== Given text

Is the Compulsory Portion Still Appropriate Today?

Reform proposals offering greater justice in individual cases

Private Law Gazette 2/2021 – In Germany freedom of testation prevails. This notion flows from the principle of private autonomy: We can freely dispose of our property and therefore also determine by means of a will to whom our assets will pass in the event of death. The right to receive a compulsory portion sets limits on this power of disposal. The closest family members are entitled to a fixed share of the estate that they can claim against the heirs. "But is that appropriate in every case?", asks Institute Director Reinhard Zimmermann, who has for many years been researching historical and international developments in succession law.

Together with an international study group established by him, he has investigated how other countries regulate the protection of the closest family members in the law of succession. The result of this research has fed into a working group within the Institute, also set up by Reinhard Zimmermann which has drafted a concrete proposal suggesting the replacement of the right to a compulsory portion with a model based on the need for maintenance.

====
== Dataset content

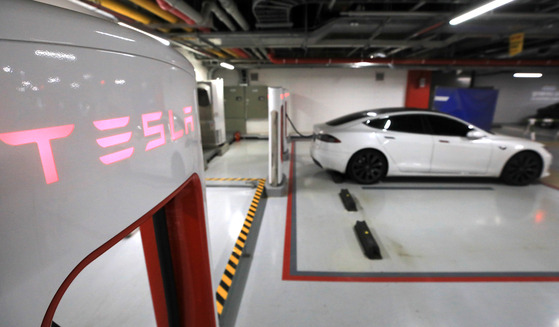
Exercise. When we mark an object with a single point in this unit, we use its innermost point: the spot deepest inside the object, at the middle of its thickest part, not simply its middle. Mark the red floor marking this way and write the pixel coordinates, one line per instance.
(384, 279)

====

■ **The request**: Rewrite the text on the compulsory portion between "Reform proposals offering" and "in succession law.", inclusive, replacing "estate" with "inheritance".

■ **Result**:
Reform proposals offering greater justice in individual cases

Private Law Gazette 2/2021 – In Germany freedom of testation prevails. This notion flows from the principle of private autonomy: We can freely dispose of our property and therefore also determine by means of a will to whom our assets will pass in the event of death. The right to receive a compulsory portion sets limits on this power of disposal. The closest family members are entitled to a fixed share of the inheritance that they can claim against the heirs. "But is that appropriate in every case?", asks Institute Director Reinhard Zimmermann, who has for many years been researching historical and international developments in succession law.